WORK TO COMPLETE ->
a) In the article on Uganda's television business, what net profit did NTV Uganda make in the year ended December 2018?
b) List every television station named in the article on Uganda's television business.
c) Write the next part of the article on Uganda's television business, picking up after its final sentence.
## begin QUOTED TEXT
Numbers do not lie: NTV thinly holds on to market leadership, against an aggressively resurgent NBSTV WBS Television ate UBC TV's monopoly, only to be eaten out of the market by NTV Uganda. WBS TV’s death exposed NTV to significant attacks from newcomers- NBS Television and Bukedde TV. So changed is the television scene that you can’t easily tell who is winning the TV war. But numbers do not lie, the balance sheet is still thinly in favour of NTV- but how much longer that will last, is anyone’s guess.

Tony Glencross, the Nation Media Group Managing Director in Uganda- has presided possibly over NTV's most difficult time. Will he have the last laugh?

NTV Uganda, in the year ended December 2018 bagged UGX18.9 billion in gross revenue and made a net profit of UGX600 million, according to figures, this reporter has had exclusive access to.

NTV’s archrival, NBS Television, according to our investigation, on the other hand, for the year ended June 2019, made gross earnings of UGX15.5 billion, but unlike NTV, registered a UGX100 million loss.

Ordinarily the media honchos at NTV should be happy that they have their act together and they are giving their arch-rival a bloody nose where it hurts- share of wallet. But if you consider the fact that in 2014 NTV’s UGX19.6 billion revenue, was 4 times NBS Television’s UGX4.8 billion- a whole difference of UGX14.8 billion and five years later, a resurgent NBS has narrowed that gap to just UGX3.4 billion, then you begin to understand why there is or why there should be, if it isn’t there yet, a lot of unease in NTV’s corridors of power.

Twists and turns of television business in Uganda

The television business in Uganda has gone through a recurring and familiar trend.

For a long time, the state-owned UBC Television- then called Uganda Television (UTV) until the Uganda Broadcasting Corporation Act, 2004 merged UTV and Radio Uganda- and subsequently had UTV renamed to UBC, was the only television station in Uganda.

But by 2004, UBC TV’s hey days, had been cut short by WBS Television, owned by billionaire businessman Gordon Wavamunno of the Wavah Group. WBS TV, largely capitalised on UBC’s inefficiencies and quickly; successfully, ate off UBC’s monopoly, becoming the nation’s favourite, regardless of the fact that UBC had wider geographical coverage.

Sanyu TV, another private television that had earlier tried to unseat UBC TV suffered a quick death when its owners- the Katto Family, had their bank- International Credit Bank (ICB) closed in 1998, starving the young TV of cash.

However, WBS TV’s reign too did not last long as in 2007, Nation Media Group’s Africa Broadcasting Uganda Limited (ABUL), trading as NTV Uganda- hit the airwaves and by 2011 had grabbed 26% of the total national TV audience- and 38% of the more elite and economically active urban audiences- as per the Uganda All Media & Products Survey (UAMPS) done between October to December 2011, but released in January 2012 by media research firm, Ipsos.
## end QUOTED TEXT
## begin ENTRIES PROVIDED
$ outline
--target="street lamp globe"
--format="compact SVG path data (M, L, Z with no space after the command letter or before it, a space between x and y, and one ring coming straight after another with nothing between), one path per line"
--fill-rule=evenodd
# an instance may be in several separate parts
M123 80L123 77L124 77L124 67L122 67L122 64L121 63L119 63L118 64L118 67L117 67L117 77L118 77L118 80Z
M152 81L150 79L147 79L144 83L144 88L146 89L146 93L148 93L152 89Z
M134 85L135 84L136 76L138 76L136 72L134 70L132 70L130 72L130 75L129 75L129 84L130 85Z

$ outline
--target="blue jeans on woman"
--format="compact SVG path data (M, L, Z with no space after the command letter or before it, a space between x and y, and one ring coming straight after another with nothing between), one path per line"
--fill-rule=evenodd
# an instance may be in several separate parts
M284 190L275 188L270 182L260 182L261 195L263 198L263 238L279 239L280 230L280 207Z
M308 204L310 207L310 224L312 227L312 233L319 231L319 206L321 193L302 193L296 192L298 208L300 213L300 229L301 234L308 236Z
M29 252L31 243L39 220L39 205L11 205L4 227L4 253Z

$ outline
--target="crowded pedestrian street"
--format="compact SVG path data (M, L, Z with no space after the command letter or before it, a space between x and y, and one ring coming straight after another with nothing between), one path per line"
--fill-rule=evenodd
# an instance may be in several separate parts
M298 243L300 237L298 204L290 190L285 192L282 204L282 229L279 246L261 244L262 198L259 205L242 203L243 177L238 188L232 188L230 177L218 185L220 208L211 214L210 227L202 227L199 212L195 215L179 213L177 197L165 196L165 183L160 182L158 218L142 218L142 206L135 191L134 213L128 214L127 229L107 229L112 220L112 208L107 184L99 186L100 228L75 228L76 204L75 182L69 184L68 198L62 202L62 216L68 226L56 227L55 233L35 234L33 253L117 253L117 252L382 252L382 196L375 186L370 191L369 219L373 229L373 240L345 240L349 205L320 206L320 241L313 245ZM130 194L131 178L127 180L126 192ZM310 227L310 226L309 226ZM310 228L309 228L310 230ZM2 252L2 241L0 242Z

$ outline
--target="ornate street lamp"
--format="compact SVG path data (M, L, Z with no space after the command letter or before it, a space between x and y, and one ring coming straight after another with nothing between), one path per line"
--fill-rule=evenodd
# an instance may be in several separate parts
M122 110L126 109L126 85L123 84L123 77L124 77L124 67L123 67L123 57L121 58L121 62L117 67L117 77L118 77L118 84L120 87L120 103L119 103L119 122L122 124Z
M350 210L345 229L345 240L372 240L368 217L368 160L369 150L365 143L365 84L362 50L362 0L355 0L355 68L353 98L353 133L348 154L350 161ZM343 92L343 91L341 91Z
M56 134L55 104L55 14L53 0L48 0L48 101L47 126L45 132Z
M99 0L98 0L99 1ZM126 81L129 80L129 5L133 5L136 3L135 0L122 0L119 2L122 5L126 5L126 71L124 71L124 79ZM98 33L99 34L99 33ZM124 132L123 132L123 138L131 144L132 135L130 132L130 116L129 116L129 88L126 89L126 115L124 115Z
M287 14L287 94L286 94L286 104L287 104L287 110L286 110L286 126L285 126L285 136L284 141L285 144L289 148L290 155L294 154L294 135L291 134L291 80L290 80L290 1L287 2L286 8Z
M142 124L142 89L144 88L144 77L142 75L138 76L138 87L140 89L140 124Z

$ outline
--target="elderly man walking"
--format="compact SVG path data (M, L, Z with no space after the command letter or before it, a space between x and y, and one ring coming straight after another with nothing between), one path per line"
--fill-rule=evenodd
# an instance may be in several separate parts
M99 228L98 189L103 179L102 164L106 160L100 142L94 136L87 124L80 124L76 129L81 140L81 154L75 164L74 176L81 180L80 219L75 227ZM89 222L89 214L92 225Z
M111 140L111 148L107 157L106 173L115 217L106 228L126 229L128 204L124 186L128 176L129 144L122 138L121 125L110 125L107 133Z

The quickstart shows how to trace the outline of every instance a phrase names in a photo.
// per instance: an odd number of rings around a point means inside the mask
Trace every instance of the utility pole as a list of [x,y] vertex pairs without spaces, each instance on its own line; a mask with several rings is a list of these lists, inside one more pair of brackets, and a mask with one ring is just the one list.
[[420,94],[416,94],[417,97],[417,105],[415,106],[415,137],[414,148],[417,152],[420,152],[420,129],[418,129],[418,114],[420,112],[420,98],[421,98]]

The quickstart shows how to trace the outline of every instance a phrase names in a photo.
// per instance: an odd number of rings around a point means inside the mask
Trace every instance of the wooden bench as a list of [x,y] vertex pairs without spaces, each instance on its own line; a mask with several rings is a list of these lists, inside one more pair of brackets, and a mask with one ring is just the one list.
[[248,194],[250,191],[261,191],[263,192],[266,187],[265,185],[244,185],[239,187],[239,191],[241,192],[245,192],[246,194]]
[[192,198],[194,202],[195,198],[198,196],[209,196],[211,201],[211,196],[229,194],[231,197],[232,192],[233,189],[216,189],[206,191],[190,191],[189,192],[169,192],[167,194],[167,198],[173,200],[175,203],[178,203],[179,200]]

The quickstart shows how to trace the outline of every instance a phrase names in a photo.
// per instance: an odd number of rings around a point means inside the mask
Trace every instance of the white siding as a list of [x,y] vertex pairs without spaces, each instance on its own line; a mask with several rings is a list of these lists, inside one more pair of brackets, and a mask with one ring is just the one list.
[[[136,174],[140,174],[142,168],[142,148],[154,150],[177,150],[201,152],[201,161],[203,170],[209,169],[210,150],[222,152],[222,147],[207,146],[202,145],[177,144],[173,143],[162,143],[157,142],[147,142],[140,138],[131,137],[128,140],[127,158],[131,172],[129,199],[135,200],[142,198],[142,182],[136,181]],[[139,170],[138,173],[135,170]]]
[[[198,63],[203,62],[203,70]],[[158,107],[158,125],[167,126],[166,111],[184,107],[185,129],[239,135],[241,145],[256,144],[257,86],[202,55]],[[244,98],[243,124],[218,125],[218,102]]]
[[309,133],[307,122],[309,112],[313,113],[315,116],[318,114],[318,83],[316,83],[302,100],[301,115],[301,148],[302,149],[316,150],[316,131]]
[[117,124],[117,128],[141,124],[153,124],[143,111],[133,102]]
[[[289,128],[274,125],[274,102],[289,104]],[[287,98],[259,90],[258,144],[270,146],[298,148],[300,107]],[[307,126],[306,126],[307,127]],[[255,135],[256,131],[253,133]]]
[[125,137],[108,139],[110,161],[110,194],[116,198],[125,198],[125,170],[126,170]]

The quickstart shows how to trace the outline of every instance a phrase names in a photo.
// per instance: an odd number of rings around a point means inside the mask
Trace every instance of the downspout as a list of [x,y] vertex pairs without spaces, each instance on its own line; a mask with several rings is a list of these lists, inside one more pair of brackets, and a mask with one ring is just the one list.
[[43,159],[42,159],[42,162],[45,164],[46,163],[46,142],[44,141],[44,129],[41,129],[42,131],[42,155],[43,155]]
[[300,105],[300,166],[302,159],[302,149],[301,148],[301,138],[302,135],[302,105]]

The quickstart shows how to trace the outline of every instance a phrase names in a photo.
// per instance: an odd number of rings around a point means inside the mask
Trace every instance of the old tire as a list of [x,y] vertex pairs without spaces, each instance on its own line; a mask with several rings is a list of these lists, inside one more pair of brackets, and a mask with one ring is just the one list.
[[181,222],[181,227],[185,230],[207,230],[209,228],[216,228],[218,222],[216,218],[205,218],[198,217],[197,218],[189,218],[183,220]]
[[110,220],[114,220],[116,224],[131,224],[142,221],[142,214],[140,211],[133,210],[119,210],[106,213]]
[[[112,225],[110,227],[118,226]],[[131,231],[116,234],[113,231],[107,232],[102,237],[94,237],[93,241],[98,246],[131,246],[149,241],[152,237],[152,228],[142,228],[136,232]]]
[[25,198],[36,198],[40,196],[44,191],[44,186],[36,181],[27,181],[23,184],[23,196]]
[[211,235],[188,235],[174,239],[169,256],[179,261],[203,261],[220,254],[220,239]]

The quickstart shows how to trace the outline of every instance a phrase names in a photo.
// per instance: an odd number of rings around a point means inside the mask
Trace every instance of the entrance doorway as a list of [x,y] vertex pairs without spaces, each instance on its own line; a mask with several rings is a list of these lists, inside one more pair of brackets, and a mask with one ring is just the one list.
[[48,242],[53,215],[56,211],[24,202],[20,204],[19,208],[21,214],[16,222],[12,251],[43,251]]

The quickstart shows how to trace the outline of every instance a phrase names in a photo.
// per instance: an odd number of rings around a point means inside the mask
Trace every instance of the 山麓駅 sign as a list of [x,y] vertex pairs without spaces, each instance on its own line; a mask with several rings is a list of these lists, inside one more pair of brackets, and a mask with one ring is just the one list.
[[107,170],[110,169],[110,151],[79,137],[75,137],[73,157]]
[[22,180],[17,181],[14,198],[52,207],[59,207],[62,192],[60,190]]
## end ENTRIES PROVIDED
ANSWERS TO THE EXERCISE ->
a) UGX600 million

b) NTV Uganda, NBS Television, Bukedde TV, WBS Television, UBC Television (formerly Uganda Television, UTV), Sanyu TV

c)
So gripping was NTV’s hold on the market that according to the media survey, out of the top 20 TV programmes in the country, 18 programmes (90%) were on NTV.  While it is true, that NTV had superior programming, reach and graphics, a large part of their winning team- be it sales, editorial and technical, had been poached from WBS TV and sharpened even further- leaving WBS TV gasping for breath.

The growth of NTV severely depressed WBS TV’s viewership share from 23% in 2010 to 8% at the end of 2011. WBS TV’s death was accelerated by the late 2009 launch of Bukedde TV- an all Luganda TV Station by the Vision Group and the 2010 launch of NBS Television – broadcasting in a mix of English and Luganda.  Such was Bukedde’s profound impact that in 2 years alone- Bukedde had by end of 2012 grabbed 30% viewership share, and NTV had come down to 25%. Newcomers NBS TV were at 9% while WBS TV had been relegated to just 6% market share, according to Ipsos.

Overall, between 2014 and 2018, NTV’s gross earnings have literally stagnated- locked between UGX18.3 billion and UGX21 billion- a Compounded Annual Growth Rate of -1%. By comparison, on the other hand, NBS TV’s revenues have grown from UGX4.8 billion in 2014 to UGX15.5 billion in the year ending June 2019- on average, a 26% year on year increment.

However, Bukedde TV continued its rise, due to its unconventional programming. By end of 2012- Bukedde had 7 out of Uganda’s top 20 popular programmes in the country and 13 of the top 20 in Kampala. The rest were NTV’s; NBS Television had none. So good was business for Bukedde that in 2016, they opened Bukedde TV 2 a 24-hour all entertainment channel that targets the youth and airs action movies, music mixes and select soap operas.

In 2015, businessman, Kin Kariisa acquired controlling stake in NBS Television rebranded it, refocussed both its programming and its audience targets. He poached quite a number of talent from the rival NTV and Vision Group exerting more pressure on the struggling WBS TV, but more importantly on NTV.

In December 2016, WBS TV would close due to combined pressure from the tax man and dwindling audiences and revenues, leaving the real TV battle between NTV Uganda and NBS Television on one hand, serving the elite ABC1 Classes, while Bukedde TV-  essentially focusing on the C2 and D classes.

NTV feels the heat

The exit of WBS TV and the strong emergence of NBS and Bukedde, meant NTV now had not one, but two rivals to fend off. The emergency of a Luganda-only TV station especially, curved out an important niche of NTV’s audiences and a rebranded NBSTV that went for NTV’s ABC1 elite viewers became NTV’s new nightmare.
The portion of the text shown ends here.